**ISTRUZIONI**.
a) Rispondi alle seguenti domande sul testo su Federculture:
(i) A quali ministri Federculture rivolge il suo monito?
(ii) Di quanto diminuisce nel 2013 la spesa culturale delle famiglie italiane?
(iii) Di quanto è diminuito complessivamente l'intervento pubblico nella cultura negli ultimi dieci anni?
b) Elenca tutti i settori della fruizione culturale per i quali il testo su Federculture riporta un crollo nel biennio 2012-2013, indicando per ciascuno la percentuale.
c) Ricopia fedelmente il passo del testo su Federculture che va da "Un calo che" fino a "oltre 1,6 miliardi.", inclusi.

━━ TESTO ━━

Di fronte alla crisi ancora in atto occorre uscire dalla retorica della bellezza e mettere in campo interventi organici e di lungo respiro per rilanciare la crescita del settore culturale e del Paese.

Il governo con i recenti decreti sulla cultura si è finalmente avviato su questa strada ma è necessario fare di più. Questo il monito che Federculture, nell’annuale assemblea delle aziende culturali italiane, lancia ai ministri Franceschini e Giannini, avanzando proposte concrete e linee di azione per i prossimi anni.

Reale complementarietà tra pubblico e privato; estensione dell’art-bonus al mecenatismo a favore di soggetti di natura privata, attualmente esclusi; sostegno ai consumi delle famiglie attraverso la detraibilità delle spese culturali; tavolo di coordinamento MiBACT-MIUR per integrare politiche formative, dell’offerta culturale e del lavoro; sostegno alla produzione e all’autonomia gestionale delle aziende della cultura.

Dal Rapporto Annuale Federculture 2014, presentato nel corso dell’assemblea, emerge un quadro ampio e dettagliato della situazione. Alcuni dati:

Per il secondo anno consecutivo, nel 2013 diminuisce la spesa culturale delle famiglie italiane: -3%.
Un calo che interrompe un lungo periodo nel quale, passando dai 55 miliardi di euro del 2000 ai 71,5 del 2011, la spesa in cultura aveva registrato un incremento del 30%.
La contrazione consecutiva degli ultimi due anni, 2012 e 2013, comporta un crollo del 7%.

La stessa inversione di tendenza investe anche la fruizione culturale. Tra il 2002 e il 2011 in tutti i settori si registravano valori in crescita che, nel biennio 2012-2013 si trasformano in un vistoso crollo:
teatro -15,5%, mostre -12,8%, concerti -14,4%.

Male anche i finanziamenti. Complessivamente l’intervento pubblico nella cultura (Stato e amministrazioni locali) negli ultimi dieci anni è diminuito di oltre 1,6 miliardi.

Gli investimenti dei privati (sponsorizzazioni, erogazioni liberali, investimenti delle fondazioni bancarie) nel settore culturale dall’inizio della crisi, 2008, ad oggi sono calati di circa 350 milioni di euro,
vale a dire il 40% in meno.

━━━
━━ RECORD ESTRATTI ━━

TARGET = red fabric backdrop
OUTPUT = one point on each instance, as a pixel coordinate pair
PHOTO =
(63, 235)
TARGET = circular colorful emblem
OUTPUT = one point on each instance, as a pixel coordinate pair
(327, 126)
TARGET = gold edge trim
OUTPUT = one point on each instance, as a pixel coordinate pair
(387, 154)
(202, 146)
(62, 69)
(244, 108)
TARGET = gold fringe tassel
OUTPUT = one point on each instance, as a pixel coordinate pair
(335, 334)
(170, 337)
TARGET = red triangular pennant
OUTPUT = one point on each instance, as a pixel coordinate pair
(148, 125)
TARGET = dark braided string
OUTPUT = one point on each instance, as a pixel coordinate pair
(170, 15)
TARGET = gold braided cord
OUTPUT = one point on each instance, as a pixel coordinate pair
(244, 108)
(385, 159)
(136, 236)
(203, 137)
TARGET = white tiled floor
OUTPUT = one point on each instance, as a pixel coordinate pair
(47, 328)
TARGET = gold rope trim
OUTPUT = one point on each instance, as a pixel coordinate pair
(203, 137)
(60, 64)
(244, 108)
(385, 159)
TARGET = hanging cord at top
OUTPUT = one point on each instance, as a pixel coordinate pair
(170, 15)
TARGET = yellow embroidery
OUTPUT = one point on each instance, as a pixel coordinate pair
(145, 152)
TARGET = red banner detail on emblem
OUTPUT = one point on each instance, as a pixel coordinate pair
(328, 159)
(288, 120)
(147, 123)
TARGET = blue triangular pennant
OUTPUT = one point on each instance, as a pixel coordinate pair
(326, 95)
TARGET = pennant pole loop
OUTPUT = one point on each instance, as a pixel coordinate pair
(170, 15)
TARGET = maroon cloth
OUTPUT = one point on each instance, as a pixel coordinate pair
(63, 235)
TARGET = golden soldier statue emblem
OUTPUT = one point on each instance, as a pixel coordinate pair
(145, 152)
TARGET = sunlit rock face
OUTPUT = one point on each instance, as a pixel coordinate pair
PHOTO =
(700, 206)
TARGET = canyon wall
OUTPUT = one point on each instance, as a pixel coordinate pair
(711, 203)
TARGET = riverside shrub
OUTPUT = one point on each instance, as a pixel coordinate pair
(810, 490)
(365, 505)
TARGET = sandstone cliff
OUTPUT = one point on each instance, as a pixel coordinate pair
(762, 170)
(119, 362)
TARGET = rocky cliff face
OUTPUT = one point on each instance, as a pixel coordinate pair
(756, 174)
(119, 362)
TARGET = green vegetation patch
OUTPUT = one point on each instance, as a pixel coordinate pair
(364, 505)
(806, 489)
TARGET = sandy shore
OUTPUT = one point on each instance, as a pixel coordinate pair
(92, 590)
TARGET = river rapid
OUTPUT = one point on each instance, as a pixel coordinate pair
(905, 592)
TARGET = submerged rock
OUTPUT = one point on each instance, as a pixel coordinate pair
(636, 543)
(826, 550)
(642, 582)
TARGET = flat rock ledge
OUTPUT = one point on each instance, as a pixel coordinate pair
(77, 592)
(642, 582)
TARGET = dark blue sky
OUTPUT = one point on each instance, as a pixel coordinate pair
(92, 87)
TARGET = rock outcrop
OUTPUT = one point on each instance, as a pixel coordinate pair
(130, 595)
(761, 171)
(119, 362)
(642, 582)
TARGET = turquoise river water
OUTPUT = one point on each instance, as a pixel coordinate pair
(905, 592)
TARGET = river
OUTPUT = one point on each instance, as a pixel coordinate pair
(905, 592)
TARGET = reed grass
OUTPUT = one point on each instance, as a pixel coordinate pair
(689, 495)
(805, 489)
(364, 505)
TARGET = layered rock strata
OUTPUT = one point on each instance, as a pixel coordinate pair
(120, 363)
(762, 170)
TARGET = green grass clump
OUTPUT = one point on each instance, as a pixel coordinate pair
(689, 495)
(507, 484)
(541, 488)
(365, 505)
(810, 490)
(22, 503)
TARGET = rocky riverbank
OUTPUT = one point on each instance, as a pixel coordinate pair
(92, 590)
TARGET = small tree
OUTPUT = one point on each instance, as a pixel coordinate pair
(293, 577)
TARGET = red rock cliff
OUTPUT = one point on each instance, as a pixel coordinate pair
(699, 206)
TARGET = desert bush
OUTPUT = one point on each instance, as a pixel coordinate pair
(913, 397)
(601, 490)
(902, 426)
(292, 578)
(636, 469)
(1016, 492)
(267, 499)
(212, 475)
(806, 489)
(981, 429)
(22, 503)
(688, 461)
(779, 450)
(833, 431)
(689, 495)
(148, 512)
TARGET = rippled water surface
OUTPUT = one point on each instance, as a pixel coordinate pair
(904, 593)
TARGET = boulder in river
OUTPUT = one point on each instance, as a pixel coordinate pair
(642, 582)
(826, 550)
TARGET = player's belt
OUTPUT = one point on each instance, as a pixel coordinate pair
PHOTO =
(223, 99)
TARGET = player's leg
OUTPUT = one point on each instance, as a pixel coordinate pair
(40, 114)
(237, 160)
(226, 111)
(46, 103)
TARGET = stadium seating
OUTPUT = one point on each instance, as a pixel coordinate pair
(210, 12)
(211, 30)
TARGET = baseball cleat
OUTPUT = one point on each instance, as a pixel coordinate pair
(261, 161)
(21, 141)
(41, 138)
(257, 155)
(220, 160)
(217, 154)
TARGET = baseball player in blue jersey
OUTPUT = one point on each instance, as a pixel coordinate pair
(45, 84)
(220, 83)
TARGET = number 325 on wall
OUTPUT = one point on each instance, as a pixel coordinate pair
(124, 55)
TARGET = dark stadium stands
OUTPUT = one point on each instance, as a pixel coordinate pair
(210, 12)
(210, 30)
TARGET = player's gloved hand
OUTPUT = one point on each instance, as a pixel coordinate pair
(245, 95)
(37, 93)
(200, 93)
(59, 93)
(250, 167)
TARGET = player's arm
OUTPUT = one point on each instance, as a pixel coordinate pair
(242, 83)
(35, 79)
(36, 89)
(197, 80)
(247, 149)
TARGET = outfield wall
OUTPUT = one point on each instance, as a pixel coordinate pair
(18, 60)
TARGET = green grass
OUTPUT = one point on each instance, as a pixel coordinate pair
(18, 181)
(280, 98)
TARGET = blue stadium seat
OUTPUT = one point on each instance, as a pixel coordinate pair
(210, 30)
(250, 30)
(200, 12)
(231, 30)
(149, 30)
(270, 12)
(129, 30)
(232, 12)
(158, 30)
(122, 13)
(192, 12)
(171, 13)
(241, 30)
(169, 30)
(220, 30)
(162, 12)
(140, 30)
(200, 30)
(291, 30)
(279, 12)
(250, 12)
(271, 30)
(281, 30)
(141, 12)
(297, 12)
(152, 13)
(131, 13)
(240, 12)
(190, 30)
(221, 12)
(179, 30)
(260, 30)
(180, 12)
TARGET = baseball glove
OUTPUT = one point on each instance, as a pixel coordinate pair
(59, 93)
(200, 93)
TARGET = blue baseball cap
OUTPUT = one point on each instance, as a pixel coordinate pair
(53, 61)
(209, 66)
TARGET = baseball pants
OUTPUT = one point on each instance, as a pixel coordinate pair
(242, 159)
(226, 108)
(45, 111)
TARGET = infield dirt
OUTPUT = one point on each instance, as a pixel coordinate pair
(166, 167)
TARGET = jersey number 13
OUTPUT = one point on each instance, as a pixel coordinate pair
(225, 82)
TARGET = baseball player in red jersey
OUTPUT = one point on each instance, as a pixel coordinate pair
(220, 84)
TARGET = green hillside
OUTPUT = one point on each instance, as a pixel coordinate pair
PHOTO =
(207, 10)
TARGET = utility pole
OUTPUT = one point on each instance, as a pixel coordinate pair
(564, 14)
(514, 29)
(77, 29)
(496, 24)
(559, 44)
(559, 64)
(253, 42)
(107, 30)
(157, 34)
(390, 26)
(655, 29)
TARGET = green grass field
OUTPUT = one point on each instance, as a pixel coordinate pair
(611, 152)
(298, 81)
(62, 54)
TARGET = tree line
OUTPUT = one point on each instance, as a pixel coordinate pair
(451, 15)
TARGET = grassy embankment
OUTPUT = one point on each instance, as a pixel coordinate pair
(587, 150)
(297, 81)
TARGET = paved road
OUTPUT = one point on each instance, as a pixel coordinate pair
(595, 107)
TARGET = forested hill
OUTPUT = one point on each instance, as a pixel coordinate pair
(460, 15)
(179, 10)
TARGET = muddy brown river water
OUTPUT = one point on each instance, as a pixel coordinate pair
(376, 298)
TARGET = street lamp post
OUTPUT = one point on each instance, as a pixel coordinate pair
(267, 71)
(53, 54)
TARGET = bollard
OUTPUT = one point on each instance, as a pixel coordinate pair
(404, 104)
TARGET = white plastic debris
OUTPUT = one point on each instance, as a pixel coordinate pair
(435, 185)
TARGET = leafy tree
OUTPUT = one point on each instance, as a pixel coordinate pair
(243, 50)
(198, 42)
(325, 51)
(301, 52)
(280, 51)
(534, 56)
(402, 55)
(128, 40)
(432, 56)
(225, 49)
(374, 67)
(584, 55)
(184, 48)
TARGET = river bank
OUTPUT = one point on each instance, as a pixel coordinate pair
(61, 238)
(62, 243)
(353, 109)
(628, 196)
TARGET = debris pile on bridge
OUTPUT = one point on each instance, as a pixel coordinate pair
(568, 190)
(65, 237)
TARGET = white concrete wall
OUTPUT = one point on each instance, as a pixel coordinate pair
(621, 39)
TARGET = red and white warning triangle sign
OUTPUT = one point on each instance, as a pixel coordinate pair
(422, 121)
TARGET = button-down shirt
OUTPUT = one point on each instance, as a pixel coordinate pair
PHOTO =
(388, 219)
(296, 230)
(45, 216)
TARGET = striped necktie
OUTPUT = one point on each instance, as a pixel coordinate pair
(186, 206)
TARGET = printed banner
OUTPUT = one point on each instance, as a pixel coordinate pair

━━━

**RISULTATI PER COMPITO**.
a)
(i) Ai ministri Franceschini e Giannini.
(ii) Del 3%.
(iii) Di oltre 1,6 miliardi.

b)
Teatro: -15,5%
Mostre: -12,8%
Concerti: -14,4%

c)
Un calo che interrompe un lungo periodo nel quale, passando dai 55 miliardi di euro del 2000 ai 71,5 del 2011, la spesa in cultura aveva registrato un incremento del 30%.
La contrazione consecutiva degli ultimi due anni, 2012 e 2013, comporta un crollo del 7%.

La stessa inversione di tendenza investe anche la fruizione culturale. Tra il 2002 e il 2011 in tutti i settori si registravano valori in crescita che, nel biennio 2012-2013 si trasformano in un vistoso crollo:
teatro -15,5%, mostre -12,8%, concerti -14,4%.

Male anche i finanziamenti. Complessivamente l’intervento pubblico nella cultura (Stato e amministrazioni locali) negli ultimi dieci anni è diminuito di oltre 1,6 miliardi.